Brief →
Could you copy these lines again, beginning at the line that has "of the house" and stopping after the line that has "x=130, y=243", with only that stretch and the requests included? In the answers, multiply every coordinate by 1.65 and round to whole numbers, with halves rounding up.

Dataset excerpts →

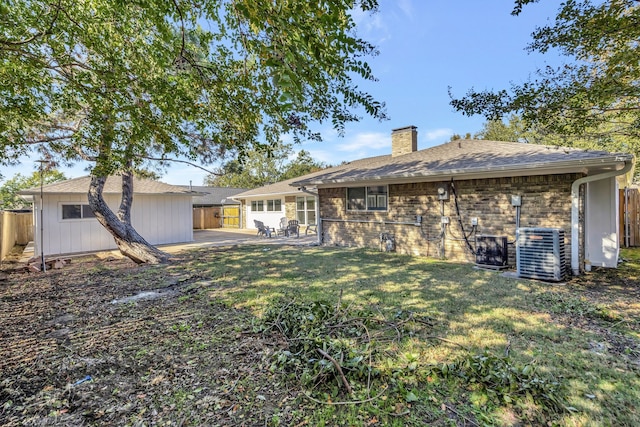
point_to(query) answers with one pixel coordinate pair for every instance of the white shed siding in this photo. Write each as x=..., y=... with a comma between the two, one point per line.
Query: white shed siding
x=270, y=219
x=602, y=245
x=160, y=219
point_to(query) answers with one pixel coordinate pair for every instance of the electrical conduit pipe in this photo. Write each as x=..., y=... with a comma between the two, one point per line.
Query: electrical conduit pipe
x=575, y=208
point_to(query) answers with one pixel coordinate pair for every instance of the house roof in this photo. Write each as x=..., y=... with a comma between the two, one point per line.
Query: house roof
x=214, y=195
x=289, y=186
x=113, y=185
x=469, y=159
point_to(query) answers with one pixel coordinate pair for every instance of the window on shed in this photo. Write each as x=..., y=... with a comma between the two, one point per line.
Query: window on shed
x=76, y=211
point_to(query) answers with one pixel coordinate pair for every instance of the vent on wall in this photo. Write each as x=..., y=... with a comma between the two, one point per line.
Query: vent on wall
x=492, y=251
x=540, y=253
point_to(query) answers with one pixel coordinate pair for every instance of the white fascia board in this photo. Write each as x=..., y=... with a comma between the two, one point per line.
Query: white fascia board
x=584, y=167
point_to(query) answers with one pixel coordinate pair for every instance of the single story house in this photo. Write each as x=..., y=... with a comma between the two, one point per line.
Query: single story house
x=442, y=200
x=215, y=207
x=270, y=203
x=64, y=223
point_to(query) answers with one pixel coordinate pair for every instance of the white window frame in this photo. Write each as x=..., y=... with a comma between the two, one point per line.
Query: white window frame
x=86, y=214
x=302, y=215
x=255, y=204
x=271, y=205
x=381, y=201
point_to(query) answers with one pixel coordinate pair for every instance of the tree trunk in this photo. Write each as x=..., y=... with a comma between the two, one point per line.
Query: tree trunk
x=130, y=243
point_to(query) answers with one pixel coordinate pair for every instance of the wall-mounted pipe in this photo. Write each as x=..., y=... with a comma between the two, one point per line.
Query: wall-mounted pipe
x=575, y=210
x=318, y=219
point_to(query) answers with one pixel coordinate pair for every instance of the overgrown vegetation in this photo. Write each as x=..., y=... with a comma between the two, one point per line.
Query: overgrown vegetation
x=317, y=336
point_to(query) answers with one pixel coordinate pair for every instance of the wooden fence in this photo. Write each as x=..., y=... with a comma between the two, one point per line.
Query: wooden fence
x=16, y=228
x=231, y=217
x=630, y=210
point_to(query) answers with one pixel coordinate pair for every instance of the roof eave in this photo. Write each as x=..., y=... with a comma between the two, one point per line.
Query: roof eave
x=546, y=168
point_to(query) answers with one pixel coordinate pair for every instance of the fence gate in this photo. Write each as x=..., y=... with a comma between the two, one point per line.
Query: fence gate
x=231, y=216
x=630, y=217
x=205, y=218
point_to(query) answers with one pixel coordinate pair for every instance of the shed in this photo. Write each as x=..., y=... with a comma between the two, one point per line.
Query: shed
x=64, y=223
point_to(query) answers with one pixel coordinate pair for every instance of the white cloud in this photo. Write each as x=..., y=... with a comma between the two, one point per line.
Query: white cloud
x=407, y=7
x=435, y=134
x=366, y=141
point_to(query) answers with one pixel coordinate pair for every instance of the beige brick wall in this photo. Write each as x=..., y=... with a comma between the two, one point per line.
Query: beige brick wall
x=290, y=207
x=546, y=202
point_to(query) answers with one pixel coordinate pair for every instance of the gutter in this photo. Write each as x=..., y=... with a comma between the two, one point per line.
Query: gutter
x=318, y=220
x=575, y=207
x=466, y=173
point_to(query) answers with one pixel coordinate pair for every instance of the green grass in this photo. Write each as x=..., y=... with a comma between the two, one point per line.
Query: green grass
x=485, y=327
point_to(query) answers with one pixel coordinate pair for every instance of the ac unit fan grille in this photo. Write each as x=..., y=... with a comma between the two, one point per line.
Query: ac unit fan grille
x=540, y=253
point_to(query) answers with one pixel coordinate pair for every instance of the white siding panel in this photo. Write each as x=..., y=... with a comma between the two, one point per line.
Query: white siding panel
x=160, y=219
x=601, y=239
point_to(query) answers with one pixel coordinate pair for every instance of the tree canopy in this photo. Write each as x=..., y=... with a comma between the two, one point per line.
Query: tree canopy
x=258, y=168
x=119, y=83
x=592, y=100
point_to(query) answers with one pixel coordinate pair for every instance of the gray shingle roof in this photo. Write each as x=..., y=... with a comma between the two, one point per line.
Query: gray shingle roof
x=288, y=186
x=464, y=158
x=211, y=196
x=112, y=186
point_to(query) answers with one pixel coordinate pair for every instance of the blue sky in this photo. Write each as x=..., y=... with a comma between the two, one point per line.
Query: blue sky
x=425, y=47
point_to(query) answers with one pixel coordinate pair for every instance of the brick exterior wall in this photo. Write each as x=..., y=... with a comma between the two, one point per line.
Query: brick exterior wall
x=546, y=202
x=290, y=207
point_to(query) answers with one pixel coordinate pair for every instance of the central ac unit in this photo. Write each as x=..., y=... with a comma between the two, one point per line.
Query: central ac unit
x=540, y=253
x=492, y=251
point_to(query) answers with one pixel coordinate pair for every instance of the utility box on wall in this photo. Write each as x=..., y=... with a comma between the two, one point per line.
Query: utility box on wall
x=492, y=251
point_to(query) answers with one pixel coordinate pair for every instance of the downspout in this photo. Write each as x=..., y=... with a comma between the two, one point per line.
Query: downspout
x=575, y=208
x=318, y=219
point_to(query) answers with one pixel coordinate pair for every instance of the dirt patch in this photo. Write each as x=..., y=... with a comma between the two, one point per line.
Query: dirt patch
x=69, y=355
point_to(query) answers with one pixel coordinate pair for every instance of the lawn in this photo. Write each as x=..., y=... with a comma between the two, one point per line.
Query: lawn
x=279, y=336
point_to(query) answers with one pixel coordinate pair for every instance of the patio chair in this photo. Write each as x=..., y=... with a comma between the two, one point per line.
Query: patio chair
x=311, y=228
x=263, y=230
x=282, y=228
x=293, y=227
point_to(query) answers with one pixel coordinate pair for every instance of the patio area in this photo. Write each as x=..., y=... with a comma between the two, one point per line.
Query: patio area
x=231, y=237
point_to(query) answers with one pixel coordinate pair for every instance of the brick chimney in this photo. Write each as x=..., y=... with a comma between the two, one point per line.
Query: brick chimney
x=404, y=140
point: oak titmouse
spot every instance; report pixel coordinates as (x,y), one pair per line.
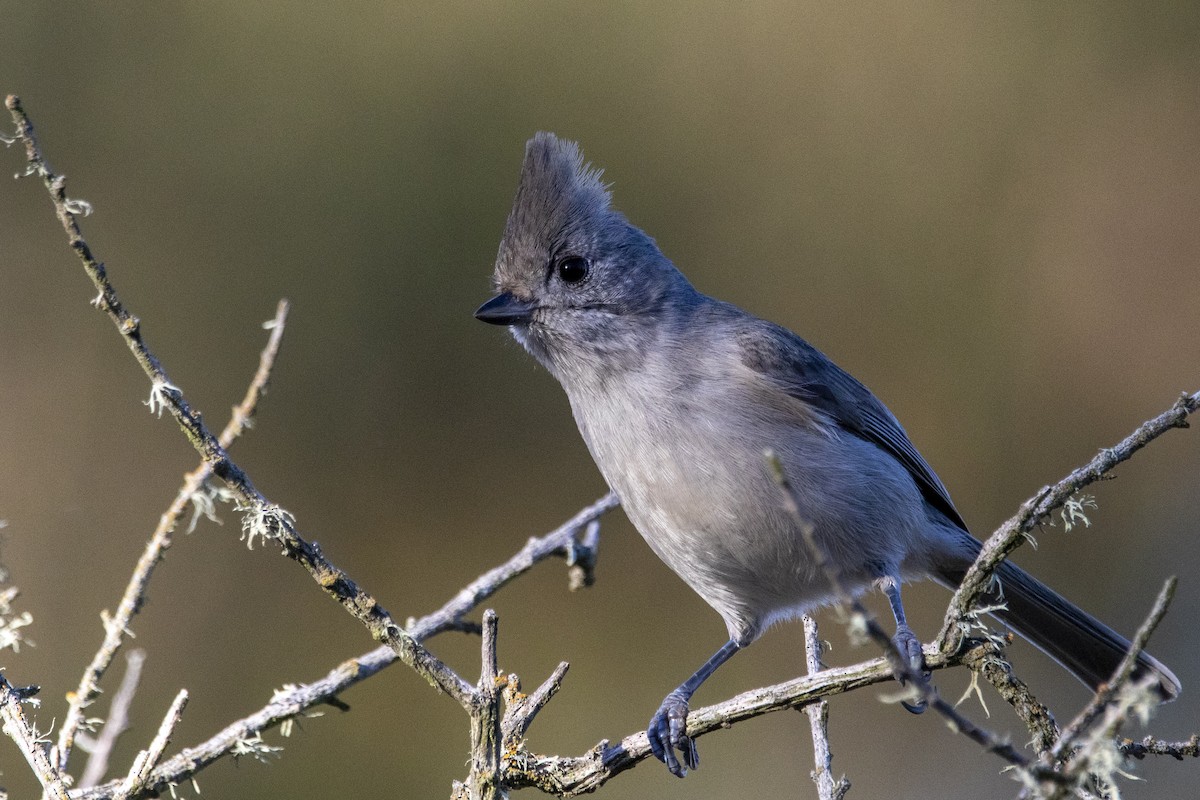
(679,395)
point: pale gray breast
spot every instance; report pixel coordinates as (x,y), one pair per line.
(684,451)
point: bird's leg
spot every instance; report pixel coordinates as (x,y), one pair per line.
(905,641)
(669,726)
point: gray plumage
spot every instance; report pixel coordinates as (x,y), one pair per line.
(678,396)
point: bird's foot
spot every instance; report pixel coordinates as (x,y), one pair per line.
(669,732)
(909,647)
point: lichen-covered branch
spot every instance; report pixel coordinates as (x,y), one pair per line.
(262,518)
(117,625)
(33,746)
(1009,535)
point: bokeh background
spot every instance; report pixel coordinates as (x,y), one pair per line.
(987,211)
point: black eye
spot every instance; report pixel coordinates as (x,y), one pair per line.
(573,269)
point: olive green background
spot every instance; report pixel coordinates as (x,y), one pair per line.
(987,211)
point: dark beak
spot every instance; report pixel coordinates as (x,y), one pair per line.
(504,310)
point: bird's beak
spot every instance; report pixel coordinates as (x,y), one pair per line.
(505,310)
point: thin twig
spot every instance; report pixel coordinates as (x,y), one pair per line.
(819,723)
(262,517)
(1107,693)
(145,761)
(1009,535)
(1152,746)
(987,660)
(118,722)
(485,781)
(904,671)
(117,626)
(34,747)
(295,701)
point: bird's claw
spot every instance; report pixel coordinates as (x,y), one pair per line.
(669,732)
(909,647)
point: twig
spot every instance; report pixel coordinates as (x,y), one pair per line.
(485,781)
(987,661)
(118,721)
(1009,535)
(34,747)
(145,759)
(295,701)
(569,776)
(819,723)
(117,626)
(262,517)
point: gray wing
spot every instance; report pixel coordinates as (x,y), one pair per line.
(805,373)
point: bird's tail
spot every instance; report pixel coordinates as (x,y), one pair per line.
(1086,647)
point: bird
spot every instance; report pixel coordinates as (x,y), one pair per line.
(678,396)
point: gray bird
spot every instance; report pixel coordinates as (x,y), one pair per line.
(678,396)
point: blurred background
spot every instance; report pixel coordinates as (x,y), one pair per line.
(985,211)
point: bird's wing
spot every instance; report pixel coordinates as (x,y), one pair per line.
(808,374)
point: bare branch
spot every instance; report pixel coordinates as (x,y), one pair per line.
(34,747)
(819,722)
(117,723)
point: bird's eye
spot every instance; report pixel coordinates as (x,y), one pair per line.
(573,269)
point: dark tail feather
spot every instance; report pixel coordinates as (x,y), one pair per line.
(1086,647)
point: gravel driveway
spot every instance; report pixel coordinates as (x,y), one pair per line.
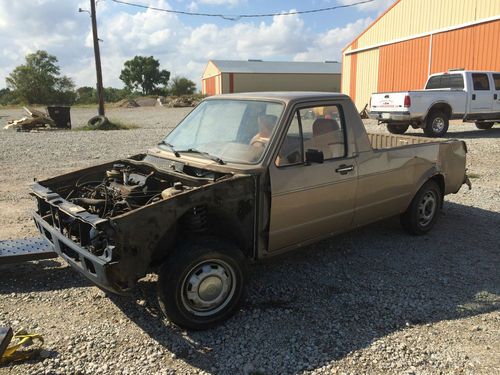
(371,301)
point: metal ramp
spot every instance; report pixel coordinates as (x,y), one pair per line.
(24,250)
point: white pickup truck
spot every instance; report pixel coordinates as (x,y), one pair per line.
(472,96)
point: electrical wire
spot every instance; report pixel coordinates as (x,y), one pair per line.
(235,17)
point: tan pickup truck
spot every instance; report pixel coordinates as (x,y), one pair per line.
(242,178)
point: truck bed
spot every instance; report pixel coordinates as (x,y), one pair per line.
(384,141)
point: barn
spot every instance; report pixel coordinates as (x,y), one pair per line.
(228,76)
(415,38)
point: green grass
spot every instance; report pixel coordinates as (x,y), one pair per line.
(110,125)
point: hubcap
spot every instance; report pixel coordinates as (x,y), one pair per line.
(208,287)
(438,125)
(427,208)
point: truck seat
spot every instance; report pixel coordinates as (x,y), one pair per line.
(327,137)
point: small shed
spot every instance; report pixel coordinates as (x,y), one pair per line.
(233,76)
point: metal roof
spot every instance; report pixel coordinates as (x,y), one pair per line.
(259,66)
(281,95)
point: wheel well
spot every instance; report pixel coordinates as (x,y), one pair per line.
(201,221)
(443,107)
(439,179)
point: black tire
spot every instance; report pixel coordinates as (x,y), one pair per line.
(421,215)
(181,282)
(397,128)
(484,125)
(98,122)
(436,124)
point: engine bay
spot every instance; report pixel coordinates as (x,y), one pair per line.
(128,185)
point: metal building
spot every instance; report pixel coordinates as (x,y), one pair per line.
(227,76)
(415,38)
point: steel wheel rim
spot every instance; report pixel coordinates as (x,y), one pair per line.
(427,208)
(208,287)
(438,125)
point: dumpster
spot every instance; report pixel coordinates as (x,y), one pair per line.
(61,116)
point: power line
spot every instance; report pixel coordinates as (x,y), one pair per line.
(235,17)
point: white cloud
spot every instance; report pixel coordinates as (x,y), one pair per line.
(328,45)
(376,5)
(182,49)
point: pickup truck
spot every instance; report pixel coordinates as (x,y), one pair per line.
(243,177)
(471,96)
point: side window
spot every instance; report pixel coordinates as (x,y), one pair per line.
(480,82)
(291,151)
(318,128)
(496,78)
(456,81)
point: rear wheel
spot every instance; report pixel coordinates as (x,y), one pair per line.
(397,128)
(421,215)
(437,123)
(202,283)
(484,125)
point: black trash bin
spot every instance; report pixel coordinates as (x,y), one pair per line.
(61,116)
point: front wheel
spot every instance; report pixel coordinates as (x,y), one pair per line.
(436,125)
(397,128)
(484,125)
(202,283)
(421,215)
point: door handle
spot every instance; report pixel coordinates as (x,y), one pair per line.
(344,169)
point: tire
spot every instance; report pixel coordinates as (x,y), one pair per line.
(98,122)
(194,273)
(421,215)
(437,123)
(484,125)
(397,128)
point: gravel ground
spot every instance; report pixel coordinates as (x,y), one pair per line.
(371,301)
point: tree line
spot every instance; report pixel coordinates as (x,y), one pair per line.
(39,81)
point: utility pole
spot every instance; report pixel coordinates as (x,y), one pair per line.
(100,89)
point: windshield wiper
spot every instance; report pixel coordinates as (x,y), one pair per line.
(206,154)
(171,147)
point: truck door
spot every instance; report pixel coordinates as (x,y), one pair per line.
(312,197)
(481,95)
(496,96)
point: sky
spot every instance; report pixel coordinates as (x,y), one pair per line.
(183,44)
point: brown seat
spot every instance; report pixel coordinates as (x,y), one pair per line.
(327,138)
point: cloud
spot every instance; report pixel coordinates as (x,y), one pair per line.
(328,45)
(57,27)
(376,5)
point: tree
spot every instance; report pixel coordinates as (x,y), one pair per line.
(39,80)
(182,86)
(144,73)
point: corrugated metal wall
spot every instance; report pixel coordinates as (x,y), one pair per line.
(475,47)
(209,86)
(412,17)
(404,66)
(366,80)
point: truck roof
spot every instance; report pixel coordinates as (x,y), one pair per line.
(285,96)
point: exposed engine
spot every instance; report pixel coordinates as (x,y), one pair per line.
(123,188)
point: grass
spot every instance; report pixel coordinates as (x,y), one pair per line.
(110,125)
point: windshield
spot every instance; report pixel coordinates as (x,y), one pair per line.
(226,130)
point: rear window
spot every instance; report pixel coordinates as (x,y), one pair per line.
(446,81)
(480,81)
(496,78)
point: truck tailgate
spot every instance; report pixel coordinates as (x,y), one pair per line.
(388,102)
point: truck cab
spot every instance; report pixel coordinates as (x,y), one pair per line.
(472,96)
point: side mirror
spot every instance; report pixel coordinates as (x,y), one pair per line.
(314,156)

The completed task →
point_to(query) answers with one pixel coordinate pair for every instance of the house roof in this photo. Write each as x=..., y=... with a comma between the two, one point per line.
Query: house roof
x=353, y=322
x=477, y=307
x=186, y=305
x=774, y=262
point_to(query) answers with one pixel coordinate pair for every instance of the window on shed in this photo. Write each as x=..., y=... with a comma between the two, one point per line.
Query: window on shed
x=125, y=348
point_to(query) answers with one pixel coordinate pair for every instance of the vent on wall in this photo. Write each as x=..., y=... with a comma between the two, one point per line.
Query: vent on wall
x=812, y=414
x=891, y=417
point_to(query) answers with one pixel coordinate pair for every instance of the white fascia board in this photo. Write each as x=..., y=... with a comma between the two, one point per line.
Query: white fascia board
x=964, y=276
point_to(query) answers with one pixel coordinate pair for every instance of the single story house in this photo. Write each as x=..., y=... with a comma between the two, one point per line.
Query: single story house
x=729, y=330
x=355, y=342
x=446, y=335
x=106, y=368
point_to(query) answers with one pixel coordinate pair for every instance of the white window frame in this photo. Write each as x=..., y=... with a comma between the two, one point per line.
Query: white window frame
x=142, y=353
x=498, y=355
x=421, y=337
x=447, y=338
x=629, y=332
point_to(query) answers with one pixel coordinate pair for every instance of the tree trunk in this photo. Write each as x=..., y=... with a comma between the two, one point per line.
Query: tree trunk
x=215, y=401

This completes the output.